▸ REQUIREMENTS:
Return the records that follow unaltered. Omit every picture.
▼
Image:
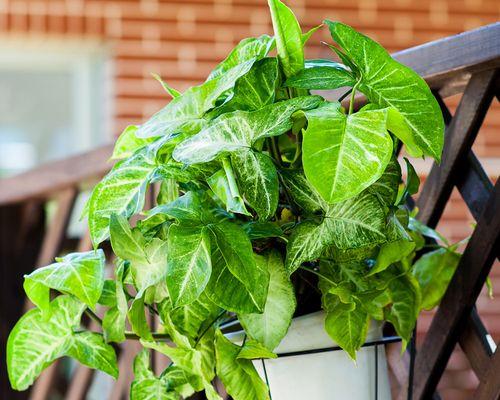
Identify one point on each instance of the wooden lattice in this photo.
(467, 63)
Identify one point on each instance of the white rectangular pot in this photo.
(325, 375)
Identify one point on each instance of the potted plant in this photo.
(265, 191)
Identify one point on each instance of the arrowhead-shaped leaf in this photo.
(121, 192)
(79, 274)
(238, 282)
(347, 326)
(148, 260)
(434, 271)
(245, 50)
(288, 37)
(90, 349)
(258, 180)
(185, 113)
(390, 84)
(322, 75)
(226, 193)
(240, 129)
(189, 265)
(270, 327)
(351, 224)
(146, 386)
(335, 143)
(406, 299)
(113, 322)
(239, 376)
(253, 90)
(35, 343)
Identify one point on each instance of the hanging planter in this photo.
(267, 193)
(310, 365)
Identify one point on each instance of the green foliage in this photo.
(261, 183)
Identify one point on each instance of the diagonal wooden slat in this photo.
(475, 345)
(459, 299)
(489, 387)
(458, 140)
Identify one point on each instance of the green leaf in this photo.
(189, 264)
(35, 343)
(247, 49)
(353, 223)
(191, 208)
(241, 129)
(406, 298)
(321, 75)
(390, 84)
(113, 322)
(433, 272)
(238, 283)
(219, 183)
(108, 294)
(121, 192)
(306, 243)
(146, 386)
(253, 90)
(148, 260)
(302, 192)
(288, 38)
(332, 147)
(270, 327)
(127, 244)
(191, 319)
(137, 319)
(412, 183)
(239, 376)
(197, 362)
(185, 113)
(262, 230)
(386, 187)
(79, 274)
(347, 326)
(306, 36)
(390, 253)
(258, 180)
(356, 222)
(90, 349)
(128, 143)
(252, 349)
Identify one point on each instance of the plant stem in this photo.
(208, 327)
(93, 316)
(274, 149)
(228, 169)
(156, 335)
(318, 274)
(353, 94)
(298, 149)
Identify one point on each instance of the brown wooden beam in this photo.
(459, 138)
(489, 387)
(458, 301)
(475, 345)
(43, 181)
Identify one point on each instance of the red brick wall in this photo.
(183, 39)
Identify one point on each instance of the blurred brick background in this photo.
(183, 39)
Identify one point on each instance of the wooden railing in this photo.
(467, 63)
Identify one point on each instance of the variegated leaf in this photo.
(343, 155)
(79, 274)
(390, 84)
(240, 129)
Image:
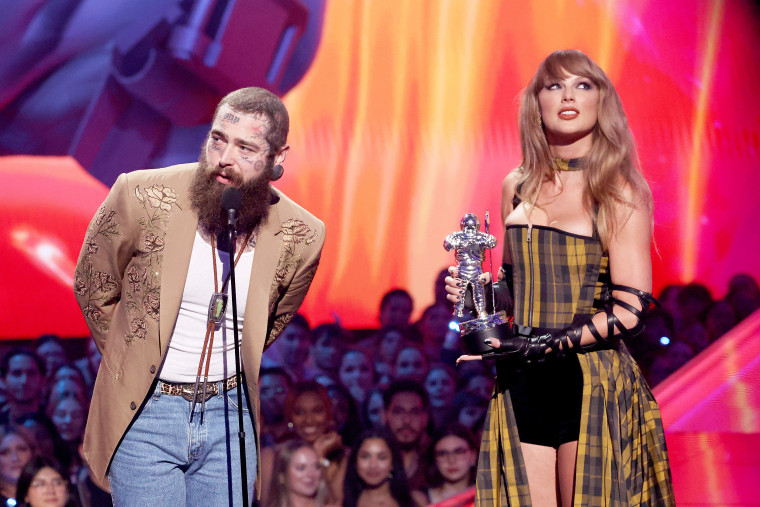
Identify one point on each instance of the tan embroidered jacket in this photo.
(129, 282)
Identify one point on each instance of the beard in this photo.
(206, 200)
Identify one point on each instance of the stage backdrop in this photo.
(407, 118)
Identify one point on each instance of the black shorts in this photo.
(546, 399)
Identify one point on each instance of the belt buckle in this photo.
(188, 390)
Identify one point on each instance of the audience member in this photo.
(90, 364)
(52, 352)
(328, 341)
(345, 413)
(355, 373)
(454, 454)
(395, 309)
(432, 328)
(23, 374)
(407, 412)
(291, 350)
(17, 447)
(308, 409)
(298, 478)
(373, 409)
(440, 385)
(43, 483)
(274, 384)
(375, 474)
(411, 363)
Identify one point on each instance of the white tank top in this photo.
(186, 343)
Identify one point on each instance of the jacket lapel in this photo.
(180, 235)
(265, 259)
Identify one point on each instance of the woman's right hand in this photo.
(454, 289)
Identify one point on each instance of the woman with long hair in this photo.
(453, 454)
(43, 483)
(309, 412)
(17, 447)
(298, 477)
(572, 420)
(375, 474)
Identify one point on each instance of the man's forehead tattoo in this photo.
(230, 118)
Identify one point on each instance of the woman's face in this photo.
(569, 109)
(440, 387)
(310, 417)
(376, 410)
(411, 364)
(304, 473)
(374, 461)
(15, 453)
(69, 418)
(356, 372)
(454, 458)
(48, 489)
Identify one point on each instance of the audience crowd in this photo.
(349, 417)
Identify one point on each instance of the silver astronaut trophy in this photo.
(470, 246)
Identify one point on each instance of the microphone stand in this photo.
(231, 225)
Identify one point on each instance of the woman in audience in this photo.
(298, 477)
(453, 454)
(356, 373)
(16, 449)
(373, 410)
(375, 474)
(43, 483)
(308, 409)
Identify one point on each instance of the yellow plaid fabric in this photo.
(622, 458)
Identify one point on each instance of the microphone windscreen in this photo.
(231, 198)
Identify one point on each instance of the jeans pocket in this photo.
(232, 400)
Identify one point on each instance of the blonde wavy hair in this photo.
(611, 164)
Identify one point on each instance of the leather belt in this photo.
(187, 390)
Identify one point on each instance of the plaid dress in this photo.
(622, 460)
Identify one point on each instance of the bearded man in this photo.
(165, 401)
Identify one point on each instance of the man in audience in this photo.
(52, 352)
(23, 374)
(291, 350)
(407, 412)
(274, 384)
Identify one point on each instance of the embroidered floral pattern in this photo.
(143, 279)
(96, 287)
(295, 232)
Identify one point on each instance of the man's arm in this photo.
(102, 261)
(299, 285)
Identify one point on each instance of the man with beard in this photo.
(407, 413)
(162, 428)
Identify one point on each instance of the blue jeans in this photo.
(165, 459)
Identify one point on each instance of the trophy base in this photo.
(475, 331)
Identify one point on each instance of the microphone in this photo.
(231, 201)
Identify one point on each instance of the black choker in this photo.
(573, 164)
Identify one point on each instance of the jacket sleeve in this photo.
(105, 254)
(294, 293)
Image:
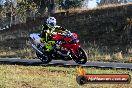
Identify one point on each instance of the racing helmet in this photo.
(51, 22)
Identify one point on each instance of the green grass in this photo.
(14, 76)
▲
▸ SOLVED EXERCISE:
Image:
Identify one point on each instance of the wooden lattice in this photo.
(467, 63)
Identify one point on each instance of the white rectangular pot in this photo.
(325, 375)
Identify one point on each instance of the potted plant in this photo.
(265, 191)
Identify one point on each instance of the arrowhead-shaped leaf in this photo.
(121, 192)
(79, 274)
(238, 282)
(347, 326)
(148, 260)
(434, 271)
(245, 50)
(288, 37)
(90, 349)
(258, 180)
(185, 113)
(390, 84)
(322, 75)
(226, 193)
(240, 129)
(189, 265)
(270, 327)
(351, 224)
(146, 386)
(335, 143)
(406, 299)
(113, 322)
(239, 376)
(253, 90)
(35, 343)
Identify one point on each instance of the hanging planter in this photo.
(267, 193)
(310, 365)
Identify one point on each instance of the green foliage in this photo.
(261, 183)
Identify one point on each instance of the diagonal wooden slat in this photo.
(475, 345)
(459, 299)
(489, 387)
(458, 140)
Identify one point on each instance of the green leaf in this photo.
(189, 264)
(35, 343)
(247, 49)
(353, 223)
(191, 208)
(241, 129)
(406, 298)
(321, 75)
(390, 84)
(113, 322)
(433, 272)
(238, 283)
(219, 183)
(108, 294)
(121, 192)
(306, 243)
(146, 386)
(253, 90)
(148, 260)
(302, 192)
(288, 38)
(332, 147)
(270, 327)
(127, 244)
(191, 319)
(137, 319)
(412, 183)
(239, 376)
(197, 362)
(185, 113)
(262, 230)
(386, 187)
(79, 274)
(347, 326)
(306, 36)
(390, 253)
(258, 180)
(356, 222)
(90, 349)
(128, 143)
(252, 349)
Identify one point on each instance of the plant stem in this photo.
(208, 327)
(93, 316)
(274, 149)
(228, 169)
(156, 335)
(318, 274)
(353, 94)
(298, 149)
Identify one point on each instance of the brown wooden beam in this photo.
(459, 138)
(489, 387)
(458, 301)
(475, 345)
(43, 181)
Identify one point on each instance of the red brick wall in this photo.
(183, 39)
Identify one point on each instance of the blurred brick background in this photo.
(183, 39)
Identify one point on each instance of the wooden railing in this photo.
(467, 63)
Identify one point on each instance of the variegated leaf in this photo.
(343, 155)
(79, 274)
(390, 84)
(240, 129)
Image:
Identify one point on each instance of the tan embroidered jacket in this photo.
(129, 282)
Identify one point on each instance of the beard in this photo.
(206, 200)
Identify one point on each instance of the stage backdrop in this photo.
(407, 118)
Identify one point on each instance of the black shorts in this photo.
(546, 399)
Identify one point on each instance of the belt buckle in this photo.
(188, 390)
Identify one point on each instance of the audience member in this photo.
(90, 364)
(52, 352)
(328, 341)
(345, 413)
(355, 373)
(454, 454)
(395, 309)
(432, 328)
(23, 374)
(407, 412)
(291, 350)
(17, 447)
(308, 409)
(298, 478)
(373, 409)
(440, 385)
(43, 483)
(274, 384)
(375, 474)
(411, 363)
Identify one point on each instance of the white tank top in this photo.
(186, 343)
Identify one point on each instance of the jacket lapel in this photo.
(180, 235)
(265, 259)
Identify one point on each instance of the woman's right hand in this photo.
(454, 289)
Identify one point on each instance of the woman with long hair in this photo.
(453, 454)
(43, 483)
(309, 412)
(17, 447)
(298, 477)
(572, 420)
(375, 474)
Identify one point on each instance of the man's forehead tattoo in this photo.
(230, 118)
Identify one point on each instance of the woman's face in this photo.
(569, 109)
(440, 387)
(310, 417)
(376, 410)
(411, 364)
(304, 473)
(374, 461)
(15, 453)
(69, 418)
(356, 372)
(454, 458)
(48, 489)
Identify one point on each instance of the audience crowd in this photo.
(349, 417)
Identify one point on each instance of the silver astronaut trophy in this photo.
(470, 246)
Identify one point on each instance of the microphone stand in this photo.
(231, 225)
Identify one point on each instance of the woman in audience in this photo.
(298, 477)
(453, 454)
(356, 373)
(16, 449)
(373, 410)
(375, 474)
(43, 483)
(308, 409)
Identify one point on each instance of the yellow plaid fabric in this photo.
(622, 458)
Identify one point on each instance of the microphone windscreen in this photo.
(231, 198)
Identify one point on each instance of the jeans pocket in this photo.
(232, 400)
Identify one point on each instance of the blonde wavy hair in this photo.
(611, 164)
Identify one point on each instance of the leather belt in this photo.
(187, 390)
Identify one point on each instance of the plaid dress in this photo.
(622, 460)
Identify one point on each instance of the bearded man in this photo.
(165, 401)
Identify one point on each instance of the man in audience in this photo.
(52, 352)
(23, 374)
(291, 350)
(407, 412)
(274, 384)
Identify one point on each instance of the embroidered floral pattern in this photo.
(143, 279)
(96, 287)
(295, 232)
Identify one point on each instance of the man's arm in this photo.
(102, 261)
(299, 285)
Identify one point on each instance of the man with beard in this photo.
(407, 413)
(162, 428)
Identify one point on each instance of the blue jeans in this photo.
(165, 459)
Identify one point on each instance of the trophy base in this photo.
(475, 331)
Identify one point on each instance of the microphone in this photo.
(231, 201)
Identify one point on each instance of the black choker in this photo.
(573, 164)
Identify one point on each instance of the jacket sleeve in this photo.
(105, 254)
(294, 293)
Image:
Identify one point on each instance of the racing helmet in this photo.
(51, 22)
Identify one point on each instance of the green grass in this photo.
(14, 76)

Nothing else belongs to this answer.